# [THE TASK]
Output every record again so that it matches the original word for word.

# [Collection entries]
....
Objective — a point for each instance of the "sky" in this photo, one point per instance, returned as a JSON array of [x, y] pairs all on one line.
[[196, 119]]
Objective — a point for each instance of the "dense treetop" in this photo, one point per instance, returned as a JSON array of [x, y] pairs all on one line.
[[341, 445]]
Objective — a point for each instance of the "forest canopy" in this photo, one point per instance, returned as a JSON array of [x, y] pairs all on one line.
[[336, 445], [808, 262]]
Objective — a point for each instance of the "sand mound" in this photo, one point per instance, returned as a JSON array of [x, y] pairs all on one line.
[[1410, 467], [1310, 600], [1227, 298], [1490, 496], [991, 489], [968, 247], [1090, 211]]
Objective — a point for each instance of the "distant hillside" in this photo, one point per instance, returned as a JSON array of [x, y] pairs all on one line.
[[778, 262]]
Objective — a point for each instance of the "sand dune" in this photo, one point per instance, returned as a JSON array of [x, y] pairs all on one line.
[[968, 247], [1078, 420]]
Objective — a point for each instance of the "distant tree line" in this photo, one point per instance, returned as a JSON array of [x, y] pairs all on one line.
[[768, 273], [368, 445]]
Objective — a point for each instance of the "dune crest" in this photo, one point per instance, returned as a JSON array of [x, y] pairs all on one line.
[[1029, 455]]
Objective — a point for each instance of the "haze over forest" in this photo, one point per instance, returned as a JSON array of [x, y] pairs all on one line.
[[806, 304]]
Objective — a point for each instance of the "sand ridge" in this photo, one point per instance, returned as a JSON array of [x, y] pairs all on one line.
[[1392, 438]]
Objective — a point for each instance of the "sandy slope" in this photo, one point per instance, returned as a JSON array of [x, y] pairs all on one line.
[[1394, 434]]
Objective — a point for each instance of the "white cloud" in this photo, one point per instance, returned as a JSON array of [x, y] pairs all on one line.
....
# [SOLUTION TO THIS TASK]
Objective — a point for each instance of the "sky" in this photo, one point per instance, returned as a JSON array of [x, y] pairs all on one line.
[[196, 119]]
Objective — a point for each instance of the "dense treetop" in this photo, one point per instance, returned as a JSON array of [x, y] pairs all on one line.
[[341, 445]]
Objective — a point for each instance of the "forest canopy" in this photo, one point per instance, returned as a JSON array of [x, y] pairs all on one line.
[[336, 445], [808, 262]]
Objective — a point for each instance of the "sand mound" in this photo, one point per instance, returned as a JSON array of [x, y] pairs all on one line.
[[1410, 467], [1310, 600], [1227, 298], [1490, 496], [991, 489], [968, 247], [1090, 211]]
Objective — a point for each instance of the "distant hillside" in this photo, one point per instance, returned as a JSON array of [x, y] pairs all on one line.
[[778, 262]]
Objective — a point for each instance of the "sand dune" in this photo, one point per instance, returned as a JSON array of [x, y] pairs all on one line.
[[968, 247], [1078, 420]]
Objective — a point for each instance of the "distant tree line" in this photo, one point per instance, returned as a JSON array of [x, y] pairs all on one line.
[[768, 273], [368, 445]]
Objective — a point for each instance of the "dune crest" in this photo, one point per instance, returned as a JSON array of [x, y] pairs all on one line.
[[1029, 455]]
Objective — a point for each instance of the "haze over forest" in this photo, one point per instance, returned as a JSON array of [x, y] pairs all on one line.
[[806, 304]]
Objective — a point for each instance of the "sand ridge" in this photo, one point per instance, returned as a JSON array of [x, y] pairs all on one line.
[[1392, 438]]
Objective — a point for each instance of the "sandy slope" in this photo, one point per instance, returned as a JSON array of [x, y] pairs all on one line.
[[1394, 434]]
Objective — a point for each instance of the "white cloud" in this photo, one point per instance, returned as a JSON array of [x, y] pairs all on one line.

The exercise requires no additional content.